--- Fragmento del documento ---
◆ ◆ ◆ ◆ ◆

El vino colma el sentido del gusto impresionando las papilas gustativas que se enardecen al darle paso,
          el sentido visual su color reluciente y la honrosa botella con su etiqueta,
          el sentido olfativo el bouquet de su oxidación en barricas que percibe la nariz  de la boca de la copa movida en giros,
          el sentido del tacto al contacto de la mano con la botella y el roce de los labios con el borde prometedor de la copa,
          el tacto que satisface siempre un “buen cuerpo”.
          Debía impresionar los cinco sentidos, según los doctos beodos, pero faltaba el sentido de la audición y por eso se impuso el retintín de las copas,
          como si no hubiera sido suficiente con el plof del añejo corcho y el emocional gorgoteo del líquido de la botella a la copa.  
          En el brindis todos los sentimientos encontrados empinan el codo.
          Se brinda por amor y por despecho, por la felicidad y por la pena, con el llanto y la risotada.  Vestidos de novios o en trajes de Adán y Eva.

◆ ◆ ◆ ◆ ◆

--- Datos proporcionados ---
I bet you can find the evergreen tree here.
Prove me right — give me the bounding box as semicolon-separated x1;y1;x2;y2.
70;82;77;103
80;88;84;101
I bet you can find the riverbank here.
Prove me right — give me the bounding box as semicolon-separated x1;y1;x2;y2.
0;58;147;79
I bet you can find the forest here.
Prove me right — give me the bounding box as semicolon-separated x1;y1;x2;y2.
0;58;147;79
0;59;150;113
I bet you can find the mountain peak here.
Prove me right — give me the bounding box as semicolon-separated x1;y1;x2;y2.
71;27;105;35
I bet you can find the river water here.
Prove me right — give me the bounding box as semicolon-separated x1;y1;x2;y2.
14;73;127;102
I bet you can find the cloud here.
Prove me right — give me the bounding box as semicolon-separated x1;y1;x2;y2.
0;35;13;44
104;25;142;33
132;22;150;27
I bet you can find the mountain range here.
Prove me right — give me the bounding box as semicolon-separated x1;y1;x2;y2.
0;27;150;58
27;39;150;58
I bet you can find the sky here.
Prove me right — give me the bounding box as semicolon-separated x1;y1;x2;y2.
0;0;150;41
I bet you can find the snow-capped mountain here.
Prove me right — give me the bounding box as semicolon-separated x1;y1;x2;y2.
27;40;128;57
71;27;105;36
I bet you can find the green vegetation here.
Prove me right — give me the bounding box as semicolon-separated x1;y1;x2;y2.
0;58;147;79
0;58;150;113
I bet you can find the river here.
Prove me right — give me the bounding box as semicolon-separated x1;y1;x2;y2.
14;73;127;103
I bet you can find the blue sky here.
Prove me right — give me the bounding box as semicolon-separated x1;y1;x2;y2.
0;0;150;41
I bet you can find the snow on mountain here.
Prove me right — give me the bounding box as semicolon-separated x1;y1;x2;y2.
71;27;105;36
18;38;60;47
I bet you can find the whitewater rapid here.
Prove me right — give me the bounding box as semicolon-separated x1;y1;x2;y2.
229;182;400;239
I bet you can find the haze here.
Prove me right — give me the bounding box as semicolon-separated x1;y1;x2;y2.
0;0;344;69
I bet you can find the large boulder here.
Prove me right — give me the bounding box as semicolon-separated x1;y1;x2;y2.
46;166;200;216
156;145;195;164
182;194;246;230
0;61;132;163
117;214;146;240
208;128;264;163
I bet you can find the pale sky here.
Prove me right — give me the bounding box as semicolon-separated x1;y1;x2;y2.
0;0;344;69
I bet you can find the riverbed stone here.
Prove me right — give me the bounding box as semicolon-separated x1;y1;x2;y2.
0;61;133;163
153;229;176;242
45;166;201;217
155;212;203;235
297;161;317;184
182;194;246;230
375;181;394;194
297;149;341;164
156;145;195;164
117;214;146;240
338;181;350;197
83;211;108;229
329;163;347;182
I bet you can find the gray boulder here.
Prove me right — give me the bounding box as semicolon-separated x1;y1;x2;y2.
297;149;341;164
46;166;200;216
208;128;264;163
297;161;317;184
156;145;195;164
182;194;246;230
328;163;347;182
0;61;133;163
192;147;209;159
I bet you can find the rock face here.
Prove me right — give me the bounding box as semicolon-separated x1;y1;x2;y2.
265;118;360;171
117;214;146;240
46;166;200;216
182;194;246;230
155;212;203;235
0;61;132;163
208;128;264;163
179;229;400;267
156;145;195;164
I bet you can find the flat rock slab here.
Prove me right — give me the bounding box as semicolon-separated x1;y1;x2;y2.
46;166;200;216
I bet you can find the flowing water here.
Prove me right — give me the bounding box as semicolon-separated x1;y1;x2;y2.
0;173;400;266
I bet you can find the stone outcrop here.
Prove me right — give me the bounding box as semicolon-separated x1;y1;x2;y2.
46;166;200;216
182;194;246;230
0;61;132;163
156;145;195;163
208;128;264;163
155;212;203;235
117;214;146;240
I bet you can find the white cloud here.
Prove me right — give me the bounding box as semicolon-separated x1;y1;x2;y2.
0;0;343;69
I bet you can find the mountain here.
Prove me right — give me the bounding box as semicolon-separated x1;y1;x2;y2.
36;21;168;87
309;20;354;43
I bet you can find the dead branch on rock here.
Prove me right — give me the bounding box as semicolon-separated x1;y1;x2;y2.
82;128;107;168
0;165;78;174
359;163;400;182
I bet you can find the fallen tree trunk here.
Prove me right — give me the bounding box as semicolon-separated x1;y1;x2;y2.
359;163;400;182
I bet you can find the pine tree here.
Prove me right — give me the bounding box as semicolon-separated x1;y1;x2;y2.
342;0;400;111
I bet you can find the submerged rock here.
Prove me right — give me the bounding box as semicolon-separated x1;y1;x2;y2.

◆ ◆ ◆ ◆ ◆

--- Consigna de trabajo 1 ---
Indica si cada afirmación concuerda con el fragmento sobre el vino y los sentidos. Responde sí o no y cita literalmente las palabras del fragmento que lo deciden.
(a) El retintín de las copas se impuso porque faltaba el sentido de la audición.
(b) El bouquet procede de la oxidación del vino en botellas.
(c) Solo se brinda por la felicidad.
--- Consigna de trabajo 2 ---
Continúa el fragmento sobre el vino y los sentidos a partir de su última oración.

--- Tu respuesta 1 ---
(a) Sí: "faltaba el sentido de la audición y por eso se impuso el retintín de las copas".
(b) No: "el bouquet de su oxidación en barricas".
(c) No: "Se brinda por amor y por despecho, por la felicidad y por la pena".

--- Tu respuesta 2 ---
          Se apura antes de abordar el tiovivo o apostar a la ruleta rusa.

 

Este brindis por el vino lo elevo acudiendo a mis poetas taberneros de distintas añadas para dar cuerpo a mis palabras,
          que homenajean a la uva y su derivado,
          ese zumo pisoteado por el que Polifemo perdió su único ojo,
          y a cuya merced se celebraban esas orgías báquicas en la antigua Roma donde hasta los caballos se embriagaban y los emperadores como cocheros. 

 

Jorge Gaitán Durán, nuestra culto y refinado marqués de seda,
          antes de que su avión se estampillara contra el Caribe nos legó este verso ígneo:
          “Bebemos vino rojo, esta es la fiesta / en que más recordamos a la muerte”.
          Muerte plena, precedida de la ebriedad, como la de Poe, así haya sido redondeada por el delirio.

 

Poe murió tendido sobre las losas del bar de Baltimore, víctima de un aparente delirium tremens según el diagnóstico médico,
          pero en verdad atacado con picas en mitad del cerebro por todos esos monstruos a los que diera vida en sus cuentos.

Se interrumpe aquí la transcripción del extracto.